— start of Document excerpt —
Yea.  the first one I skim read is called "Soap Making.  How to make soap quickly and professionally at home...(soap making for beginners)"  Soooo naturally one could think that it is a good beginner walk through the soap world.  In reality it is the most disjointed thing I think I've ever read.  And since its free, many people will gladly believe what it says.  Yes it has the basic info on cold process soap, once the curing the soap info comes up it "clearly" states that cold process soap needs to cure between 4 days to 4 weeks.  Yea...so clear.  The author brings up ph testing and states that this is necessary for all soaps to determine safety.  It helped me to believe that this is why SO MANY people seem to bring up ph testing again and again and again.  There are books out there telling them to, there are soap makers out there on facebook pages, in blogs, in videos telling them to.  Period.

Another great point >>insert sarcasm here<< is once the basic info in this book is done and the "5 amazing recipes of natural soap" part comes up....the first recipe is a melt and pour recipe.  M&P was never discussed in the book up to this point...okay move onto #2 amazing recipe....and you have a 100% coconut oil soap (for laundry soap) that is cooked in a pot on the top of the stove, hot process style.  And yes, hot process was also never discussed in the book.  

So, as long as freebie books and other people who keep repeating this poor information are out there......seasoned soap makers are going to keep fielding these type of questions...


----------



## Dorymae (Apr 11, 2015)

Yup and this is why it is important that we say it over and over whenever we encounter the PH question. 

Simply stated if you are making bar soap and think PH has anything to do with safety, it is incorrect. As a matter of fact IMHO if you make bar soap you should not bother will PH strips, meters, or drops. It is a waste of time, money and energy and will inevitably lead to your thinking you have a "bad batch" when in fact there will be nothing wrong. A lot of worry, confusion, money, and time wasted for nothing.
— end of Document excerpt —
— start of Recorded information —
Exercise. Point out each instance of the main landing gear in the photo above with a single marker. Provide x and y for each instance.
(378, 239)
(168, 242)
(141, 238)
— end of Recorded information —
### What to do
According to the soap-making forum thread above, how long does the free beginner's book say cold process soap needs to cure?

### Written response
Between 4 days and 4 weeks.